:: Document passage ::

30/05/2026 lewrockwell.com  4min 🇬🇧 #315470

Cheap Debt Today, Pain Tomorrow

 SchiffGold.com  

May 30, 2026

On Tuesday, Peter appeared on Kiko News to warn that markets and the public are underestimating how costly the  United States' borrowing binge will become. He walks through bond market complacency,  rising consumer inflation expectations, the danger that foreign creditors may stop funding the deficit, and how politics has dulled fiscal accountability. He also points to a technical breakout in  sound money assets, and he cautions that price controls will only make a bad problem worse.

He opens by calling out  complacency in the bond market and insists the government is borrowing on the cheap right now, which cannot last forever:

I think the bond traders are kind of walking past the two, maybe not as blindly as the equity traders, because I think if the bond investors really perceived the gravity of the threat, yields would already be a lot higher than they are right now. I still think that the U.S. government is getting off cheap, being able to borrow money for 30 years at just 5%. You know, you could go look back at what the U.S. government was paying to borrow money in the 80s and the 90s, let alone the 70s, and it was paying a lot more than that.

:: Explore the material ::
[a] Repeat word for word the part of the passage on U.S. borrowing that begins at the words "30/05/2026 lewrockwell.com  4min" and stops after "bad problem worse.".
[b] Summarize the passage on U.S. borrowing in two sentences.
The items that come next are separate material from the passage on U.S. borrowing.

:: Data provided ::
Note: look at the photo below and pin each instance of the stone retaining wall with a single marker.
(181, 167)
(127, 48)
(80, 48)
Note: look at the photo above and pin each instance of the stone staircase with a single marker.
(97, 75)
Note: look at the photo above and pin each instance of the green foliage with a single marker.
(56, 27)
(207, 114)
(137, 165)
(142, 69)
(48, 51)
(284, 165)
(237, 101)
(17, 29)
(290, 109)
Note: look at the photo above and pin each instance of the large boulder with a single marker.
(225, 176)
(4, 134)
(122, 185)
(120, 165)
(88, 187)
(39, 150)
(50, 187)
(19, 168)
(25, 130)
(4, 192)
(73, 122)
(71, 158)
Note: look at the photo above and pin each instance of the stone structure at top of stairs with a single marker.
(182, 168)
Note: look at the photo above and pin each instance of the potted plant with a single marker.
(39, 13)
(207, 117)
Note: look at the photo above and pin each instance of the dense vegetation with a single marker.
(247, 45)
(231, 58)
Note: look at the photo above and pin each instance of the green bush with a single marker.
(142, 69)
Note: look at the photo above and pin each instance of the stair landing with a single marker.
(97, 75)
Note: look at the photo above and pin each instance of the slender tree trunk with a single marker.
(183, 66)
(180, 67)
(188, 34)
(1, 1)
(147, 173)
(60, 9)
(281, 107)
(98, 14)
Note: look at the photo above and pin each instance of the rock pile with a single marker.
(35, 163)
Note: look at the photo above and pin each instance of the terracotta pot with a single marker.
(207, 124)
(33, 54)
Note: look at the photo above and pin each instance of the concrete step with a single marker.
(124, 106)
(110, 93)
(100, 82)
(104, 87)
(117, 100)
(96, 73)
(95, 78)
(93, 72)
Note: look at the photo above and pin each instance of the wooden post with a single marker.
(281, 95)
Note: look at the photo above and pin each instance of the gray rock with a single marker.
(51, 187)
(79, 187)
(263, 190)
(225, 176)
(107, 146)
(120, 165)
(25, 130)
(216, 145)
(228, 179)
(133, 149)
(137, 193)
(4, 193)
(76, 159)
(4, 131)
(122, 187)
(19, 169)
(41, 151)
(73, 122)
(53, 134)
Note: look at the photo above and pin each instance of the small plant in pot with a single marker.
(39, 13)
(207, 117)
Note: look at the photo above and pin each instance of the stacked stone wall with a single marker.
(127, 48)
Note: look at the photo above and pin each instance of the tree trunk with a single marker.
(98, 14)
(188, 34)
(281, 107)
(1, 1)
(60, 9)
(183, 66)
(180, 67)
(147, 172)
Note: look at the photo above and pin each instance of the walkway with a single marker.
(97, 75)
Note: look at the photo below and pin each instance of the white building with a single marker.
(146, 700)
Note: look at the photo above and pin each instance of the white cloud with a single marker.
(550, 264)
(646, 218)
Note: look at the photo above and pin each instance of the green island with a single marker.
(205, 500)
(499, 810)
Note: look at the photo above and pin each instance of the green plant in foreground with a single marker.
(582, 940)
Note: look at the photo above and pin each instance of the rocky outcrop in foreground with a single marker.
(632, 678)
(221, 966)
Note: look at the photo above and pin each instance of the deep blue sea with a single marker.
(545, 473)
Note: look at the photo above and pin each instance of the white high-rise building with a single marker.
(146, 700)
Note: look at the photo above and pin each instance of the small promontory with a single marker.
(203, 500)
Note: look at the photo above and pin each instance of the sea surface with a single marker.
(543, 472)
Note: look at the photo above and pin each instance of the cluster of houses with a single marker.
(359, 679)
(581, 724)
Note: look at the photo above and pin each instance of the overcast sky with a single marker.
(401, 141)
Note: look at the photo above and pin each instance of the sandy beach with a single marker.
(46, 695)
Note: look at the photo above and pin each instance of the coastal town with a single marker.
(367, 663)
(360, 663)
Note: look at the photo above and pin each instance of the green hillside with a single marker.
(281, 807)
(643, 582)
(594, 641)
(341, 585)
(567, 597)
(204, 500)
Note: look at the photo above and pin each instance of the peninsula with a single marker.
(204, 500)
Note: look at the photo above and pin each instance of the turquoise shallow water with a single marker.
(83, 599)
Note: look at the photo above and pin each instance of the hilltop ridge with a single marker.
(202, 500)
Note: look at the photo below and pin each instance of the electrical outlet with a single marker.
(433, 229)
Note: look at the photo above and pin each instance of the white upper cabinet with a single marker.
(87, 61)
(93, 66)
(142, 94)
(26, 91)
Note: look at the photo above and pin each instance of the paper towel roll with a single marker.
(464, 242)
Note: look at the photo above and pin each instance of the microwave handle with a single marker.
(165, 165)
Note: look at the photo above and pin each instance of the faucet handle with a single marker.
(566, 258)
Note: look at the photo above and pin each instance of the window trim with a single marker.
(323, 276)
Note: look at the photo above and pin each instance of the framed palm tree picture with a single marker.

:: Responses per task ::
[a]
30/05/2026 lewrockwell.com  4min 🇬🇧 #315470

Cheap Debt Today, Pain Tomorrow

 SchiffGold.com  

May 30, 2026

On Tuesday, Peter appeared on Kiko News to warn that markets and the public are underestimating how costly the  United States' borrowing binge will become. He walks through bond market complacency,  rising consumer inflation expectations, the danger that foreign creditors may stop funding the deficit, and how politics has dulled fiscal accountability. He also points to a technical breakout in  sound money assets, and he cautions that price controls will only make a bad problem worse.

[b] On Kiko News, Peter warned that markets and the public underestimate how costly U.S. borrowing will become, covering bond market complacency, rising consumer inflation expectations, the danger that foreign creditors may stop funding the deficit, and how politics has dulled fiscal accountability. He argued that yields would already be much higher if bond investors grasped the threat, and that the government is borrowing cheaply at 5% for 30 years compared with what it paid in the 70s, 80s and 90s.